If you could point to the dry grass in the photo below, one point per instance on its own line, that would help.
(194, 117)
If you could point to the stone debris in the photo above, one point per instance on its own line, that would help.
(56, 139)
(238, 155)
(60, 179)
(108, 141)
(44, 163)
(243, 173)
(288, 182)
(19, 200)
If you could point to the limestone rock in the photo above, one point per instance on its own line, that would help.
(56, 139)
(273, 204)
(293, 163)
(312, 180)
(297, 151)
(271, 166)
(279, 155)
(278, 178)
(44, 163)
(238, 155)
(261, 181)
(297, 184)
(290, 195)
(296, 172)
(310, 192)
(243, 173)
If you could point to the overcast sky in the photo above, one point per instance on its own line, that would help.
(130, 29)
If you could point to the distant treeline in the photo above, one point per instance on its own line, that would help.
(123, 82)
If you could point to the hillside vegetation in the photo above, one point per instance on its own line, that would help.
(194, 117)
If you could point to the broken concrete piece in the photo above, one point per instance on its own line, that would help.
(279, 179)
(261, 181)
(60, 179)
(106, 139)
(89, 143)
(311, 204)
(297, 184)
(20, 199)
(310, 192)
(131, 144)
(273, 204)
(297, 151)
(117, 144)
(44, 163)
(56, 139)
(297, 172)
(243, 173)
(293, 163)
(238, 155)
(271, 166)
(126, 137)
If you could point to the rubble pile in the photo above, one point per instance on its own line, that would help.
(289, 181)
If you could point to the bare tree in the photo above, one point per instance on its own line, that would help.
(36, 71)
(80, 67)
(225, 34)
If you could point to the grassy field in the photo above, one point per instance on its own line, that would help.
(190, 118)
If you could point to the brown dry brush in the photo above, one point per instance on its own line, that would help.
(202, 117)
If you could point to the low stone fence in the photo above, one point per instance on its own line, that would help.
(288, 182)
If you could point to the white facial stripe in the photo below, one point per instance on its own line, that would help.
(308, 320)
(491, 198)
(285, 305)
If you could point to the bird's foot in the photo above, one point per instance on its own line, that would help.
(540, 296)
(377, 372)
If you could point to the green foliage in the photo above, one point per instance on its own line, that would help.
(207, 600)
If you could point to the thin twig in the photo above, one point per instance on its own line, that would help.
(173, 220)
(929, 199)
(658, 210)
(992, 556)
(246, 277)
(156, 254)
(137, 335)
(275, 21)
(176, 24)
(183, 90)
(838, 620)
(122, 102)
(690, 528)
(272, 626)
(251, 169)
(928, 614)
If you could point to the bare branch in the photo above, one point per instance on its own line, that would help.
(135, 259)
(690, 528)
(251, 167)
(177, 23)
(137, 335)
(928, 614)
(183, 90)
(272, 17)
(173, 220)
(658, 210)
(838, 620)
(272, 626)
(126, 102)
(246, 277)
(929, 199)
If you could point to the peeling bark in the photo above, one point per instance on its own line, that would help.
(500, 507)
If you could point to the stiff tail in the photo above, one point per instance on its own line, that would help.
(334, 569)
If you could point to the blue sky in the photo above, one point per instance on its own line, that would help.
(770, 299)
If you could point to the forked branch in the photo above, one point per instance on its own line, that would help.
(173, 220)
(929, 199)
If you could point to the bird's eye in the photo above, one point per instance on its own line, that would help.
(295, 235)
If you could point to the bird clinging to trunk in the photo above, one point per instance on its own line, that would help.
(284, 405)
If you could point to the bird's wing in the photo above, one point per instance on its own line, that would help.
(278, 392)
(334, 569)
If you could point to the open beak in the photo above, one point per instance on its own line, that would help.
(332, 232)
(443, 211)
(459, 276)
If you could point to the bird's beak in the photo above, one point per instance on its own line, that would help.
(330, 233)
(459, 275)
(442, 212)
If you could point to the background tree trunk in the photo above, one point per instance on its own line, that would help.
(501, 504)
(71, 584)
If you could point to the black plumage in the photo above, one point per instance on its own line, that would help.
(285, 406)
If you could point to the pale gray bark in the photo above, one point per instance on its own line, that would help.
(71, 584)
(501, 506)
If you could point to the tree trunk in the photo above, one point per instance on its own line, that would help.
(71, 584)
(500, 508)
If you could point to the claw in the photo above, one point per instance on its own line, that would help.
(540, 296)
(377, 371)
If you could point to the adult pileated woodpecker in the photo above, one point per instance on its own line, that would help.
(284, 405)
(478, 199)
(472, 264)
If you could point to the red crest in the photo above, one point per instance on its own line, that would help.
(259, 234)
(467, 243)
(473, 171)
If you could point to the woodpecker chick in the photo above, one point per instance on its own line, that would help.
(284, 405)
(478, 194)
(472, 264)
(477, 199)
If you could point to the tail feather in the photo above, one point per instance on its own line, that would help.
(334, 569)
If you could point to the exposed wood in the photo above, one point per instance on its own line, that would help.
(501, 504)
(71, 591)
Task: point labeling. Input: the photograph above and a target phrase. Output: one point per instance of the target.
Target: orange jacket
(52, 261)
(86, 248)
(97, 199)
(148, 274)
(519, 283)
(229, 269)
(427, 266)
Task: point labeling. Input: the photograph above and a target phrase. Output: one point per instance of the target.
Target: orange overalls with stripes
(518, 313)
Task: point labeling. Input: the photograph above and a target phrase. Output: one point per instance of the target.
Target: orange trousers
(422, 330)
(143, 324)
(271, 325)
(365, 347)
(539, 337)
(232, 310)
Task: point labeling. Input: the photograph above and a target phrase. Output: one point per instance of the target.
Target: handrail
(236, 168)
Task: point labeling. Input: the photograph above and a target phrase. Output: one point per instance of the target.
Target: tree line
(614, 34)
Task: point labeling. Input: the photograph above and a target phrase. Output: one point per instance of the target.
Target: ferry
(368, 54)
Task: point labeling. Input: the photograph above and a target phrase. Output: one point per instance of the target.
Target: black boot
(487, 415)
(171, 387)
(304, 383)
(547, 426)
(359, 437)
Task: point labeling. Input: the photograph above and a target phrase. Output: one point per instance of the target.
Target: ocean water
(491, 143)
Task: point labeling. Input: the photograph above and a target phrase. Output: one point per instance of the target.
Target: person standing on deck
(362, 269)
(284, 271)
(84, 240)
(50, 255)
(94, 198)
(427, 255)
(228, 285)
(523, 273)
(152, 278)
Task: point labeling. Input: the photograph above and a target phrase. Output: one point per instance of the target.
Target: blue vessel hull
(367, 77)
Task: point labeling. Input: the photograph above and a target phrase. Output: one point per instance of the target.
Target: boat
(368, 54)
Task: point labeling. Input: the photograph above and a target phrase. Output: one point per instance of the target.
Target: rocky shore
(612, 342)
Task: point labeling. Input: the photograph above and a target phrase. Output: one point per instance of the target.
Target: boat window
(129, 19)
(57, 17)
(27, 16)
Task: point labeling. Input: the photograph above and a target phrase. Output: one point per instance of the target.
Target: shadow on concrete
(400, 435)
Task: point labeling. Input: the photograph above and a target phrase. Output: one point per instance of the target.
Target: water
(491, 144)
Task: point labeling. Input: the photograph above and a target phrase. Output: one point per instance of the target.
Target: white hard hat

Written task =>
The whole listing above needs to be written out again exactly.

Result for this exercise =>
If you could point to the dry grass in the photo below, one point per instance on its own line, that would help.
(194, 117)
If you could point to the stone debris in the photo above, one point per instance on its own line, that would help.
(56, 139)
(238, 155)
(60, 179)
(108, 141)
(44, 163)
(243, 173)
(288, 182)
(19, 200)
If you could point to the limestone rock in the photo above, one point per instance on its own line, that would help.
(56, 139)
(273, 204)
(293, 163)
(312, 180)
(297, 151)
(271, 166)
(279, 155)
(278, 178)
(44, 163)
(238, 155)
(261, 181)
(297, 184)
(290, 195)
(296, 172)
(310, 192)
(243, 173)
If you could point to the overcast sky in the photo above, one point per instance on its own line, that would help.
(130, 29)
If you could point to the distant treeline in the photo above, one point per instance on its own line, that would help.
(123, 82)
If you could point to the hillside vegetation in the photo above, one point per instance on its own line, that would help.
(194, 117)
If you could point to the broken concrete piece in the photo above, one point per instance on its own line, that would help.
(279, 179)
(261, 181)
(60, 179)
(106, 139)
(89, 143)
(311, 204)
(297, 184)
(20, 199)
(310, 192)
(131, 144)
(273, 204)
(297, 151)
(117, 144)
(44, 163)
(56, 139)
(297, 172)
(243, 173)
(293, 163)
(238, 155)
(271, 166)
(126, 137)
If you could point to the rubble pile in the photo above, one point per instance on its own line, that would help.
(289, 181)
If you could point to the bare tree in the photo above, one point per instance on its own line, that would help.
(36, 71)
(80, 67)
(225, 34)
If you could point to the grassy field in the photo above, one point per instance on its own line, that would help.
(190, 118)
If you could point to the brown dry brush in the photo above, one point per instance on its own line, that would help.
(202, 117)
If you could point to the low stone fence in the photo above, one point per instance on its own line, that would help.
(288, 182)
If you could point to the white facial stripe in the photo below, one point per instance on its own line, that would help.
(308, 320)
(491, 198)
(285, 305)
If you could point to the bird's foot in the photo above, one point per instance on its own line, that would help.
(540, 296)
(377, 372)
If you could point to the green foliage in the photo above, one point per instance on its own line, that would help.
(207, 600)
If you could point to the thin twig in the photo above, one point per instance on its own line, that would help.
(173, 220)
(929, 199)
(658, 210)
(992, 556)
(246, 277)
(156, 254)
(137, 335)
(275, 21)
(176, 24)
(183, 90)
(838, 620)
(122, 102)
(690, 528)
(272, 626)
(251, 169)
(928, 614)
If you could point to the bare branch in the photo above, one point per instance on its own line, that would help.
(135, 259)
(690, 528)
(251, 167)
(177, 23)
(137, 335)
(928, 614)
(183, 90)
(272, 17)
(173, 220)
(658, 210)
(838, 620)
(272, 626)
(126, 102)
(246, 277)
(929, 199)
If you could point to the peeling bark in the photo above, one point per instance on its own line, that would help.
(500, 507)
If you could point to the stiff tail in the photo above, one point per instance on its own line, that would help.
(334, 569)
If you could point to the blue sky in the photo above, one point per instance on its own line, that would help.
(770, 299)
If you could point to the forked branch in the photo above, one point per instance on its own line, that would help.
(173, 220)
(929, 199)
If you could point to the bird's eye in the photo above, one point per instance on its own line, that would help.
(295, 235)
If you could point to the bird clinging to trunk in the photo above, one point per instance on its own line, that would help.
(284, 405)
If you could point to the bird's wing in the photo above, one point per instance on its own line, that would help.
(278, 392)
(334, 569)
If you could point to the open beak in the photo above, one point per instance on its own line, that would help.
(332, 232)
(443, 211)
(459, 276)
If you could point to the bird's beak in the photo above, one point per instance on its own line, that would help.
(330, 233)
(459, 275)
(442, 212)
If you could point to the background tree trunk in the photo above, one point per instance on its own line, that would help.
(501, 504)
(71, 584)
If you could point to the black plumage in the photo above, one point per instance on its own line, that would help.
(285, 406)
If you could point to the pale gray bark in the photo above, one point per instance on its own line, that would help.
(71, 584)
(501, 506)
If you could point to the tree trunk in the photo above, one point per instance on its own line, that would help.
(71, 584)
(500, 508)
If you could point to the claw in the photo above, one point per instance on its own line, that would help.
(540, 296)
(377, 371)
If you could point to the adult pileated woodpecker in the photo above, one point per instance on its own line, that would help.
(284, 405)
(478, 199)
(472, 264)
If you could point to the red crest in the photo above, one point per instance on its own line, that would help.
(259, 234)
(467, 243)
(473, 171)
If you could point to the woodpecker chick in the photo above, one point per instance on its own line, that would help.
(284, 405)
(478, 194)
(472, 264)
(477, 199)
If you could point to the tail feather in the photo above, one point per instance on its own line, that would help.
(334, 569)
If you could point to the exposed wood in the photo above, one point per instance on its own line, that would help.
(501, 504)
(71, 591)
Task: point labeling. Input: the photograph above and a target phrase. Output: one point per instance of the target.
Target: orange jacket
(52, 261)
(86, 248)
(97, 199)
(148, 274)
(519, 283)
(229, 269)
(427, 266)
Task: point labeling. Input: the photograph above and a target phrase. Output: one point per instance of the target.
Target: orange overalls with stripes
(518, 313)
Task: point labeling. Input: the photograph above and a target phrase. Output: one point per instance of the target.
Target: orange trousers
(422, 330)
(143, 324)
(271, 325)
(365, 347)
(539, 337)
(232, 310)
Task: point labeling. Input: the photograph above and a target phrase. Output: one point per instance of the target.
Target: handrail
(236, 168)
Task: point labeling. Input: the photograph above and a target phrase. Output: one point per instance of the target.
Target: tree line
(614, 34)
Task: point labeling. Input: the photograph above and a target phrase. Output: one point per instance of the target.
Target: ferry
(368, 54)
Task: point labeling. Input: the photograph above and a target phrase. Output: one point per instance of the target.
Target: black boot
(487, 415)
(171, 387)
(304, 383)
(547, 426)
(359, 437)
Task: point labeling. Input: the photograph above and a target phrase. Output: one point per instance of the target.
Target: ocean water
(491, 143)
Task: point labeling. Input: the photograph above and a target phrase. Output: one point per instance of the target.
Target: person standing on deck
(362, 269)
(284, 271)
(84, 240)
(50, 255)
(94, 198)
(427, 255)
(228, 285)
(523, 273)
(152, 278)
Task: point labeling. Input: the photograph above and a target phrase. Output: one point per instance of the target.
Target: blue vessel hull
(367, 77)
Task: point labeling. Input: the photograph above and a target phrase. Output: one point per instance of the target.
Target: boat
(368, 54)
Task: point labeling. Input: the photograph above and a target phrase. Output: one point per instance of the target.
Target: rocky shore
(612, 342)
Task: point labeling. Input: the photograph above and a target phrase. Output: one point per instance of the target.
Target: boat window
(129, 19)
(57, 17)
(27, 16)
Task: point labeling. Input: the photograph above and a target phrase. Output: one point per instance of the target.
Target: shadow on concrete
(400, 435)
Task: point labeling. Input: the photograph above and a target phrase. Output: one point per instance of the target.
Target: water
(491, 144)
Task: point labeling. Input: the photograph above and a target phrase. Output: one point per instance of the target.
Target: white hard hat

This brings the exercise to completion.